## Requirement
Convert the data from the line with "target: **green grass pitch**" up to and including the line with "Draw the outline of every instance of the **green" into a Markdown table with the columns Row and Line, leaving out blank lines. Number the rows in order, and put each line in full in the Line column.

Image boundary labeling data
━━━━━━━━━━━━━━━━━━━━━━━━━━━━━━

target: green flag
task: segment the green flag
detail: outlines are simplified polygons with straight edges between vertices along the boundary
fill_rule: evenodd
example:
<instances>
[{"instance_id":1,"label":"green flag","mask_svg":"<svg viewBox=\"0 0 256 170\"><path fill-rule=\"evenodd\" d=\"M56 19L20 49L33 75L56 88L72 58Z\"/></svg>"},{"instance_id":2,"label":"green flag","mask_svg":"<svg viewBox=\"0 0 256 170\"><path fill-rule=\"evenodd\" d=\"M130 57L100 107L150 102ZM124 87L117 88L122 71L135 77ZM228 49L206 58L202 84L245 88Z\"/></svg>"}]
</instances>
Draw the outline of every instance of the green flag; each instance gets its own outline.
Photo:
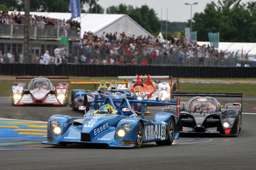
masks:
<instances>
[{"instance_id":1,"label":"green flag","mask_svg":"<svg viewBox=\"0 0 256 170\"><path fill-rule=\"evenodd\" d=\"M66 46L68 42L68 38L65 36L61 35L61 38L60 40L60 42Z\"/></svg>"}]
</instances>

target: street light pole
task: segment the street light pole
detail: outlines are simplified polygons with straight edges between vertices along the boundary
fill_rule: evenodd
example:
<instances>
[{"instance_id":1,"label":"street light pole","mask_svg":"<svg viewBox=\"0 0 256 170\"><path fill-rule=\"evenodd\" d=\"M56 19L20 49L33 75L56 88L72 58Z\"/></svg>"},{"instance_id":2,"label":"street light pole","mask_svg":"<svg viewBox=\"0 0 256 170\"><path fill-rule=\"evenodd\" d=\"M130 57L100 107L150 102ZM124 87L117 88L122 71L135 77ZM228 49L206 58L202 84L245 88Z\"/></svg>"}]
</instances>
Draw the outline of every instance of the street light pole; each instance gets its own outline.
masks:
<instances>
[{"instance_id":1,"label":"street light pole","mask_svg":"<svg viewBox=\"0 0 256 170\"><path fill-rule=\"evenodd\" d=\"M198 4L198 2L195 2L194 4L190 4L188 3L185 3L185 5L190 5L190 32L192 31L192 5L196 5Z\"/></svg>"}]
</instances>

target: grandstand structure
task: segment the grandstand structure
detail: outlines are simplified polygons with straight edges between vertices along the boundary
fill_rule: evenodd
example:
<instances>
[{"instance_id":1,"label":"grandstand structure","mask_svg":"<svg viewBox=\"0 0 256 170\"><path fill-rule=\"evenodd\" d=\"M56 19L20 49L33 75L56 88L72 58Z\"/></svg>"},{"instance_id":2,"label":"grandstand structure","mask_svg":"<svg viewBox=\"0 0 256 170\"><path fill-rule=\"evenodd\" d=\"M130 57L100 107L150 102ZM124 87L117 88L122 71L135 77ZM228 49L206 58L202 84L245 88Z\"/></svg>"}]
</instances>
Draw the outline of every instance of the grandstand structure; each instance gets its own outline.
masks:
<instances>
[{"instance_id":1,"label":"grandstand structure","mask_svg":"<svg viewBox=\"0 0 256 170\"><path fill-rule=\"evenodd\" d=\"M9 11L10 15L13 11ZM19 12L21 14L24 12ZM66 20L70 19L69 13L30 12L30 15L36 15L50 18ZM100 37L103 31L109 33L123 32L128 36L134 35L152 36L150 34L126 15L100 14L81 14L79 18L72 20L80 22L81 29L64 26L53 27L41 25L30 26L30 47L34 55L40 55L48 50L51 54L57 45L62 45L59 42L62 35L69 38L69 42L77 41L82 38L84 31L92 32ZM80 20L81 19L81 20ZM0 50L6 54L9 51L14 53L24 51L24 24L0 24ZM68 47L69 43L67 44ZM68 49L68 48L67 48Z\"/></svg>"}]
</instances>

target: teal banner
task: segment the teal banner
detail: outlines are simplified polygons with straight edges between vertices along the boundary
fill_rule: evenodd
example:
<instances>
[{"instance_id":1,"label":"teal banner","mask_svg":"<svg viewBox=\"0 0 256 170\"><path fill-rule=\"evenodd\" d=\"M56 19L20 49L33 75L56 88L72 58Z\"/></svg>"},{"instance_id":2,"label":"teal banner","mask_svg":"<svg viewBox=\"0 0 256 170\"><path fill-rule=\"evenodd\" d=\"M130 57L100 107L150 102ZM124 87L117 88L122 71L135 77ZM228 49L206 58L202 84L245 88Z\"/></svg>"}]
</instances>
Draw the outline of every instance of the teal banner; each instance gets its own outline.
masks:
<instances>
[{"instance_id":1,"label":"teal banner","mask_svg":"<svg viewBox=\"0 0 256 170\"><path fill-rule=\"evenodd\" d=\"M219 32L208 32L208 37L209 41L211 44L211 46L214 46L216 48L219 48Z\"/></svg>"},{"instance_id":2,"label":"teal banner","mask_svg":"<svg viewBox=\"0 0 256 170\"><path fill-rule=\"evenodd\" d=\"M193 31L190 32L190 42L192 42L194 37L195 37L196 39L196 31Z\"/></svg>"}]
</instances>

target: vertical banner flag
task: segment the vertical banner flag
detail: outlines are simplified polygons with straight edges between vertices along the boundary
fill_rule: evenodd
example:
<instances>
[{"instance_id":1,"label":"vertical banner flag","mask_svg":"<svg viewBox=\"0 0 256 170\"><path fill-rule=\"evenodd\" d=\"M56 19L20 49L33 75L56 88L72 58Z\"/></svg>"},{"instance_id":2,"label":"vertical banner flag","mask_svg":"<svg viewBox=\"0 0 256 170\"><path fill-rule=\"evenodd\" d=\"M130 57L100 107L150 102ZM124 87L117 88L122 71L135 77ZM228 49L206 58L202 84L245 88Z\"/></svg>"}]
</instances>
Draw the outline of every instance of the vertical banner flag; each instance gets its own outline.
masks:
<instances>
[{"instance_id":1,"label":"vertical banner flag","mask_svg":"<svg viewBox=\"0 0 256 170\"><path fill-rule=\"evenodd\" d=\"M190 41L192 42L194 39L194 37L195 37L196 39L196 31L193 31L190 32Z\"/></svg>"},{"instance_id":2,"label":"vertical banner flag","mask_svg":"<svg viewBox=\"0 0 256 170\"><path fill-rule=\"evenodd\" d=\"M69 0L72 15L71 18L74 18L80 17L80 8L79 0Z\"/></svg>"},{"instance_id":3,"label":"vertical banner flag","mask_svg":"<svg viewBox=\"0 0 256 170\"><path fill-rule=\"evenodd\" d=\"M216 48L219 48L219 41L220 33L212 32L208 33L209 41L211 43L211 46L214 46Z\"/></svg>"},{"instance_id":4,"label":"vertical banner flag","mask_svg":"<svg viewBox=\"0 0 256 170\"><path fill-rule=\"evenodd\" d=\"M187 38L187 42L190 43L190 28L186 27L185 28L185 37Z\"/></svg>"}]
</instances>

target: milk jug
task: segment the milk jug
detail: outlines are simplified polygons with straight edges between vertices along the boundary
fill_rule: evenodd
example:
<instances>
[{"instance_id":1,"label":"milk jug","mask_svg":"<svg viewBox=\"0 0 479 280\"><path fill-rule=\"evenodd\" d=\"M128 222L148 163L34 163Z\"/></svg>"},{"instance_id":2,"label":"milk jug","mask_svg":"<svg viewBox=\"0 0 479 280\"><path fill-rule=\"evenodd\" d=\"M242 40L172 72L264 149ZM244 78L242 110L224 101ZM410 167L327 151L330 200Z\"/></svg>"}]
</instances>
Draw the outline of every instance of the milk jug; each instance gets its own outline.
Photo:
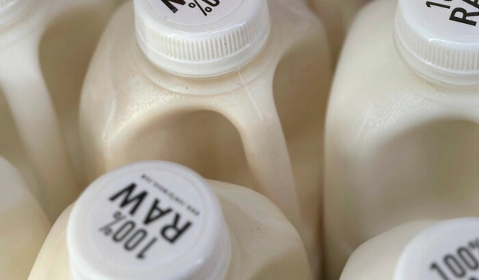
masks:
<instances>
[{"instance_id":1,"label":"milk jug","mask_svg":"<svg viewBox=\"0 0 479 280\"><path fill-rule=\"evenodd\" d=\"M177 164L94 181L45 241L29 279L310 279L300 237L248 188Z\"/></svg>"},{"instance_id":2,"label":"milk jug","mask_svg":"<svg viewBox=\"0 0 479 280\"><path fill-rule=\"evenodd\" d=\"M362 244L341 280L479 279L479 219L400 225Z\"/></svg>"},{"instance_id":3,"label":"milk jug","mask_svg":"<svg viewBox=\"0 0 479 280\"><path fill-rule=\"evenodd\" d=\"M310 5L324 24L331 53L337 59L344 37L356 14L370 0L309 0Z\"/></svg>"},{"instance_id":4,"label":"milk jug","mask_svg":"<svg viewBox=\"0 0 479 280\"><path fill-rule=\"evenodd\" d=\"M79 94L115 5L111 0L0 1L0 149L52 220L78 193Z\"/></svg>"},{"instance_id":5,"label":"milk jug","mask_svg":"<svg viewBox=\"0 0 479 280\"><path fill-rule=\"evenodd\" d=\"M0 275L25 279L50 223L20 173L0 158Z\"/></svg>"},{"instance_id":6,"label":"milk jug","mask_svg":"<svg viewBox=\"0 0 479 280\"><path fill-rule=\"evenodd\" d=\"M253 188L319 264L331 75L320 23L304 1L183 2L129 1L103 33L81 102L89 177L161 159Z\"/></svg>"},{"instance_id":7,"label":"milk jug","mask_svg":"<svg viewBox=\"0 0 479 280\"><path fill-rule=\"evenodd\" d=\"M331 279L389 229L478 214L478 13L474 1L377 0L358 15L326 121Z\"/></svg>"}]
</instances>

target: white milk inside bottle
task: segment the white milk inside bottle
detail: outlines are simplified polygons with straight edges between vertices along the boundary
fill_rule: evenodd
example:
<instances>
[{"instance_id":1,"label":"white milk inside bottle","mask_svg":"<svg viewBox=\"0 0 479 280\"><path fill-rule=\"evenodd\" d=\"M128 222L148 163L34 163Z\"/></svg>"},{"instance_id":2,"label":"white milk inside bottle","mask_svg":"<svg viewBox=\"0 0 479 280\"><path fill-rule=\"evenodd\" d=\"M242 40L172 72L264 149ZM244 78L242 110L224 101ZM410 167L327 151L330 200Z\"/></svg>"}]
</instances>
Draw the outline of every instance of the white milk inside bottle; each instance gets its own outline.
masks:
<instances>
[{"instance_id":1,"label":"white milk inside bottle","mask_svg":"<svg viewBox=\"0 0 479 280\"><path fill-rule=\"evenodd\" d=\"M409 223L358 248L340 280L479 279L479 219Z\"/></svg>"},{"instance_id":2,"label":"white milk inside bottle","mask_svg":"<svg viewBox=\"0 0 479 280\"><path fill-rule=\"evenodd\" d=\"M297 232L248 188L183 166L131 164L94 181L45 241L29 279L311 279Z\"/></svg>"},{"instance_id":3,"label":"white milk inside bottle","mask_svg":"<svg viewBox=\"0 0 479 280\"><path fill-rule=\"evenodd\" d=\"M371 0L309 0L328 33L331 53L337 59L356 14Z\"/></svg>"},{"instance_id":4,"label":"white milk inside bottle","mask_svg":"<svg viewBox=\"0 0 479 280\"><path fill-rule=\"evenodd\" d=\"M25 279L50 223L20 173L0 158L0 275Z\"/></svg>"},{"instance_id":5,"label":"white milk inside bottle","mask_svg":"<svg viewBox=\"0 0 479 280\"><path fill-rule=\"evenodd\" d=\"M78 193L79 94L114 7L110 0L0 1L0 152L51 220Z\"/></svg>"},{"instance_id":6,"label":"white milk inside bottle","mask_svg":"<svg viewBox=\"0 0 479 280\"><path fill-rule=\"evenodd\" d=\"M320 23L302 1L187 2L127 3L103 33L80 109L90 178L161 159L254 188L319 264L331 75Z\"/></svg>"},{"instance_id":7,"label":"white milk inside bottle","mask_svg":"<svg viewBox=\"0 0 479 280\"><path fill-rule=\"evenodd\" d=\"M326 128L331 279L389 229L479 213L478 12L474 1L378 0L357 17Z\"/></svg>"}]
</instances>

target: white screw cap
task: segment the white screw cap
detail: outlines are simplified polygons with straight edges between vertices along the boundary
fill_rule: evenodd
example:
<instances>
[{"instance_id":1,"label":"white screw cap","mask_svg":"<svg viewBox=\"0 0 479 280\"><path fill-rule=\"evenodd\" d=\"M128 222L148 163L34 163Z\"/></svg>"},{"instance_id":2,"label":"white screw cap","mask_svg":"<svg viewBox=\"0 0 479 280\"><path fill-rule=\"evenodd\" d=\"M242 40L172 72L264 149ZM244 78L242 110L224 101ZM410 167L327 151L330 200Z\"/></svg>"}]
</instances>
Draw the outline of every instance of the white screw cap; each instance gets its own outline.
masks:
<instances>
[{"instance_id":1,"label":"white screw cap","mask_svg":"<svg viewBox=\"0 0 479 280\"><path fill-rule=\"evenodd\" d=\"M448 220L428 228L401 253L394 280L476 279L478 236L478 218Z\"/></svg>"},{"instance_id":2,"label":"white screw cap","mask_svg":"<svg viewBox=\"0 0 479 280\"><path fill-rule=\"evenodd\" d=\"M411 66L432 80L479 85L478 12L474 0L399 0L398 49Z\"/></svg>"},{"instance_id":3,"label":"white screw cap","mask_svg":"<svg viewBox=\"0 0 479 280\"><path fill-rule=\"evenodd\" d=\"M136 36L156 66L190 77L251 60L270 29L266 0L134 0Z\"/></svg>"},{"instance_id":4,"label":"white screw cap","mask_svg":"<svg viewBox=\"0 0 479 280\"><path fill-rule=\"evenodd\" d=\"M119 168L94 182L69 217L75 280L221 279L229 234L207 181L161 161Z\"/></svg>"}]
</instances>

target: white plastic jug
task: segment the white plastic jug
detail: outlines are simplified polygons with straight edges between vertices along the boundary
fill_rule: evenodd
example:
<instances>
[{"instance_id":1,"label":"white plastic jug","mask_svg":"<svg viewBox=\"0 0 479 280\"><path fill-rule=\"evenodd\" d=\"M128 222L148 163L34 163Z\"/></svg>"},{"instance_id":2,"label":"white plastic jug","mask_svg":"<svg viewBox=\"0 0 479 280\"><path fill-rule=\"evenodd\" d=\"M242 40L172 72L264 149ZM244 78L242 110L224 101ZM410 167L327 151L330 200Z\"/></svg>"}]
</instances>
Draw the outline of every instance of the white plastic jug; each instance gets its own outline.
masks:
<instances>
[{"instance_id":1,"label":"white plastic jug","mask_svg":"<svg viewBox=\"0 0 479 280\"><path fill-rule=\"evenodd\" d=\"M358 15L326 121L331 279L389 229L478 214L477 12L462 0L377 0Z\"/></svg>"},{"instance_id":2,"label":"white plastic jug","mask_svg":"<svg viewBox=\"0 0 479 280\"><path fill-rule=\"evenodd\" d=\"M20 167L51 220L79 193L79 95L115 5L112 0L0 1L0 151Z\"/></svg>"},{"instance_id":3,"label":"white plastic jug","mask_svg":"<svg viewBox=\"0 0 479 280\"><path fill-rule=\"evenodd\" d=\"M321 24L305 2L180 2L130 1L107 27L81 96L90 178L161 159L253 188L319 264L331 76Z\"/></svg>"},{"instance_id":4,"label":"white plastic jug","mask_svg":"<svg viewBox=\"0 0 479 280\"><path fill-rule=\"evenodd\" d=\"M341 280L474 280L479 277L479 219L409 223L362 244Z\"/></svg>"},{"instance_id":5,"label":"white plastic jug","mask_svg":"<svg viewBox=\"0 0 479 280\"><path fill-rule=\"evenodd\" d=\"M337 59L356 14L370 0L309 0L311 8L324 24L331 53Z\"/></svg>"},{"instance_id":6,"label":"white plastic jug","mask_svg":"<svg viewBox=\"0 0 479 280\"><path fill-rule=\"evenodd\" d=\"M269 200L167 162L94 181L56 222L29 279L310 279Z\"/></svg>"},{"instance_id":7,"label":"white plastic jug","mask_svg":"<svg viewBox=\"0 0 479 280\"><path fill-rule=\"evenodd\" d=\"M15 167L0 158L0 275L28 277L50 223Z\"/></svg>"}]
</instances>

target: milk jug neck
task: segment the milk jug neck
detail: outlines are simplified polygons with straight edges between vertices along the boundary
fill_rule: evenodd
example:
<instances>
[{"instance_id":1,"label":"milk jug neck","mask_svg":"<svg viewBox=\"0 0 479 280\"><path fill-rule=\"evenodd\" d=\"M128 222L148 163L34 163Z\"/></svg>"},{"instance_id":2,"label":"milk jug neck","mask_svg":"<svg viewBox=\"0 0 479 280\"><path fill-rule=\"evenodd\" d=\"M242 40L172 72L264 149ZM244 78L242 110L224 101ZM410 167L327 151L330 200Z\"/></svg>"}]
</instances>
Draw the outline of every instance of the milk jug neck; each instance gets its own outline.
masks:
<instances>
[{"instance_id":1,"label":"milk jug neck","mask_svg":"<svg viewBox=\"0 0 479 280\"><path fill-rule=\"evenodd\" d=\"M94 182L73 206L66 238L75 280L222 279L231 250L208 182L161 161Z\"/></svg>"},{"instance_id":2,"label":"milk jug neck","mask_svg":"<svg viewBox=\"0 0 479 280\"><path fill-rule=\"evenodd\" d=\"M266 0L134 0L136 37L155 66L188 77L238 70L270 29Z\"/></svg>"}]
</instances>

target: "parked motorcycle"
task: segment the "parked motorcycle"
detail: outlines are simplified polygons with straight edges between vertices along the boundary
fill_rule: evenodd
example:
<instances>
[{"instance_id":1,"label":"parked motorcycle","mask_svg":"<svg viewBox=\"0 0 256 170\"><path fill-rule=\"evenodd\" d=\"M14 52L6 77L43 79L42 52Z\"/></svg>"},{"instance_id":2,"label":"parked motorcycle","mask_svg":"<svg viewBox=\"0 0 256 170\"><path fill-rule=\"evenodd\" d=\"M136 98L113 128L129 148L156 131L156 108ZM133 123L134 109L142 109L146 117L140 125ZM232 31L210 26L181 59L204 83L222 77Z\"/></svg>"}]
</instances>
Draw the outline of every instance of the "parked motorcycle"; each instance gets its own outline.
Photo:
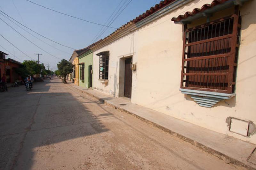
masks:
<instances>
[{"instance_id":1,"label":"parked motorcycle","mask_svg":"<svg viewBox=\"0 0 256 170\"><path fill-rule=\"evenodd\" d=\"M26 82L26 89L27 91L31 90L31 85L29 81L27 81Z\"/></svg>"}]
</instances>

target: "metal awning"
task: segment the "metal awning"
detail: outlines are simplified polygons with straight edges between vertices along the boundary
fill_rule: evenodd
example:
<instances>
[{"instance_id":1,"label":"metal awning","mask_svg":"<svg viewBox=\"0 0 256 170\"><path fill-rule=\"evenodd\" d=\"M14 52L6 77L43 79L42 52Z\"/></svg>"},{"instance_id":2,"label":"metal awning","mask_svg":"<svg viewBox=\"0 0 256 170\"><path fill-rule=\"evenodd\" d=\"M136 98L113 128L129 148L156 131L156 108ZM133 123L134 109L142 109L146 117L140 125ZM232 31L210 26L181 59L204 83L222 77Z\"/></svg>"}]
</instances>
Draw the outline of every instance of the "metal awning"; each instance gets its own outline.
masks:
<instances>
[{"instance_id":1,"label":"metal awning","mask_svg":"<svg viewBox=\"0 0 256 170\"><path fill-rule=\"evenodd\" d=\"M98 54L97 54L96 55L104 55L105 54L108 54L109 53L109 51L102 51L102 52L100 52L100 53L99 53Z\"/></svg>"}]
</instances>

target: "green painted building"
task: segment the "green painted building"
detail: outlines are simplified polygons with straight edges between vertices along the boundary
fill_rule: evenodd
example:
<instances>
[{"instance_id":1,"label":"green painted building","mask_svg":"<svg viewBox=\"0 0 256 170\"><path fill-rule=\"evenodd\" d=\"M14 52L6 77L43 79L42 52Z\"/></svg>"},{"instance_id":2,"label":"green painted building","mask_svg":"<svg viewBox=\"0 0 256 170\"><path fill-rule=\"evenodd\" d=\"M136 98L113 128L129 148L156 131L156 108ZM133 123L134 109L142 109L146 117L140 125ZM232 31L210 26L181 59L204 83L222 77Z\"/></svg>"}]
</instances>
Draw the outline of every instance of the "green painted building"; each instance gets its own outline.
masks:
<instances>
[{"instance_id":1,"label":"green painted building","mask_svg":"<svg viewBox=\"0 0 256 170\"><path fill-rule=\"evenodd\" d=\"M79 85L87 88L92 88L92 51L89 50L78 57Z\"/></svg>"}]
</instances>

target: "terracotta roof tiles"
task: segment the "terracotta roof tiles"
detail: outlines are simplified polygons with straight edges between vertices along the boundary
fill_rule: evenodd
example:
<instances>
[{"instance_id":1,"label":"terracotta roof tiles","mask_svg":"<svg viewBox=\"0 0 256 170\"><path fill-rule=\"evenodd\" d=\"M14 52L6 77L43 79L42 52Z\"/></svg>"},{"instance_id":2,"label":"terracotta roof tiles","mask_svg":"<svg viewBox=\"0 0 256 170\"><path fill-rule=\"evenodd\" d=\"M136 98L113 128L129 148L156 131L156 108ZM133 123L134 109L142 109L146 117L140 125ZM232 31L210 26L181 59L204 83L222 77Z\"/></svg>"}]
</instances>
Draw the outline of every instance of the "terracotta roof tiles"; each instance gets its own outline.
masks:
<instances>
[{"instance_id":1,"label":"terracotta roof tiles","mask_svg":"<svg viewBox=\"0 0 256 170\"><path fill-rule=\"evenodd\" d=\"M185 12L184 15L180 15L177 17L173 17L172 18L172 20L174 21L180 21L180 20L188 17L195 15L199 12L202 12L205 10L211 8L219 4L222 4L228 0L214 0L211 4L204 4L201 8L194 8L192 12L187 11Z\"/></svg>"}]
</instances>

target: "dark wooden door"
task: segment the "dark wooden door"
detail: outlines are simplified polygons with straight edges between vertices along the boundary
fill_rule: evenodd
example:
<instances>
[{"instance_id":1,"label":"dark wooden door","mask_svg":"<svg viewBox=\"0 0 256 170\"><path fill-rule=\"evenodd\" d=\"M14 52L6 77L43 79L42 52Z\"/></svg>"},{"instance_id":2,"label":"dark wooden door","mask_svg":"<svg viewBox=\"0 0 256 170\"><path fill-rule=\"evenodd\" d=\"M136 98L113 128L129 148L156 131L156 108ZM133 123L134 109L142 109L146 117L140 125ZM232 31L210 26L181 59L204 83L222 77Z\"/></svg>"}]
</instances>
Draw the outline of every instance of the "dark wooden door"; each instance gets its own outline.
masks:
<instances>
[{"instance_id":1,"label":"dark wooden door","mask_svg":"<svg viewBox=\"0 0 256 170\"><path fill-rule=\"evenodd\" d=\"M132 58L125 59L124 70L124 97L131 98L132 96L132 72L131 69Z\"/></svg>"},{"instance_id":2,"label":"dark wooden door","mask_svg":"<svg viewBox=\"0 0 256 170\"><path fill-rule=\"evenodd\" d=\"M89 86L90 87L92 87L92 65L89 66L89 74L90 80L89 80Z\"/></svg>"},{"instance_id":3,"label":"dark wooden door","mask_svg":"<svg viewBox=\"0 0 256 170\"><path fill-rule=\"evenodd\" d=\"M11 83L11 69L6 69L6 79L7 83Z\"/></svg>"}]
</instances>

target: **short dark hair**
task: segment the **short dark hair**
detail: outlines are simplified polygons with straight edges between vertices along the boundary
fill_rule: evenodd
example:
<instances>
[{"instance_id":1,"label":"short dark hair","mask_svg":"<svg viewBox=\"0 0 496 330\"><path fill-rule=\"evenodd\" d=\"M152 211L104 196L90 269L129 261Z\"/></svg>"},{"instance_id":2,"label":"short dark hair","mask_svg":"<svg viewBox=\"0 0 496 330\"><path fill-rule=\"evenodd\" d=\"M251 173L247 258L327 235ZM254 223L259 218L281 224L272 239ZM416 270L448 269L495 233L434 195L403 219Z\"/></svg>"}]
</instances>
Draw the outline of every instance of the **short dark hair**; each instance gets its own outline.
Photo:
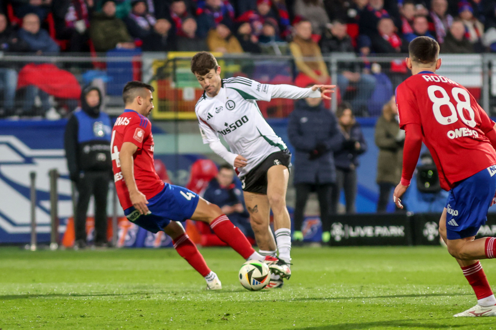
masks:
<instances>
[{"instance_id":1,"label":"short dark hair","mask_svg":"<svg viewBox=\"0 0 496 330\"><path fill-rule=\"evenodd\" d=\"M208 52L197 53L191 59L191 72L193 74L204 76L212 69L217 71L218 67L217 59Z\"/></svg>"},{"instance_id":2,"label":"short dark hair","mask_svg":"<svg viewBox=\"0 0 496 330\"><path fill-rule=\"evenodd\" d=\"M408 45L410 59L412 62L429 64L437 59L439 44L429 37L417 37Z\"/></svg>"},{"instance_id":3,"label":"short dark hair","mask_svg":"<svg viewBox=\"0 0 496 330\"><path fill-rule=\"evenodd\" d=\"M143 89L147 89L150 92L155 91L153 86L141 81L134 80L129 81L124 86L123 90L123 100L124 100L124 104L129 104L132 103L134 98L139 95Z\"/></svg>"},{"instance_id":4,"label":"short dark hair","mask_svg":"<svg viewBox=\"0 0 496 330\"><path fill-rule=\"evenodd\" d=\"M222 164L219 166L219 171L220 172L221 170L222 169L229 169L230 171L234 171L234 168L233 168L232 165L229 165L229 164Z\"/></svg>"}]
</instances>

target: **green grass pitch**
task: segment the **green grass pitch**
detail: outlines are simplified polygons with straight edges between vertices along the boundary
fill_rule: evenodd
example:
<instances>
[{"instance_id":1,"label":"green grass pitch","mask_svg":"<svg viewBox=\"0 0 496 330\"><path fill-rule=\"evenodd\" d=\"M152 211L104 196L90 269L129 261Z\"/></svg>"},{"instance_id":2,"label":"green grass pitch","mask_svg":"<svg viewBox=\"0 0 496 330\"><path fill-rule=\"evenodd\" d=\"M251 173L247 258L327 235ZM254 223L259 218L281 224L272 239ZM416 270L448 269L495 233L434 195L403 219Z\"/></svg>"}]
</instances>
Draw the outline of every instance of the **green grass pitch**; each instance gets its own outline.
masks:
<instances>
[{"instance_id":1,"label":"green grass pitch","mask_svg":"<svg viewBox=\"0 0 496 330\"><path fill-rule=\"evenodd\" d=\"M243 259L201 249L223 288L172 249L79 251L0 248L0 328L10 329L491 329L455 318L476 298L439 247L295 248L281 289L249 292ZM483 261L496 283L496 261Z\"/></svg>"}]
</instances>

━━━━━━━━━━━━━━━━━━━━━━━━━━━━━━

## Output for this task
| Row | Line |
|---|---|
| 1 | target: **green grass pitch** |
| 2 | task: segment the **green grass pitch** |
| 3 | detail: outlines are simplified polygons with straight edges between vertices along the boundary |
| 4 | fill_rule: evenodd |
| 5 | example: |
| 6 | <instances> |
| 7 | [{"instance_id":1,"label":"green grass pitch","mask_svg":"<svg viewBox=\"0 0 496 330\"><path fill-rule=\"evenodd\" d=\"M152 211L104 196L90 269L129 261Z\"/></svg>"},{"instance_id":2,"label":"green grass pitch","mask_svg":"<svg viewBox=\"0 0 496 330\"><path fill-rule=\"evenodd\" d=\"M251 173L247 258L327 235ZM254 223L259 218L281 224L272 239ZM416 270L448 269L495 233L434 195L403 219Z\"/></svg>"}] |
| 8 | </instances> |
| 9 | Draw the outline of every instance of the **green grass pitch**; each instance gets its own outline. |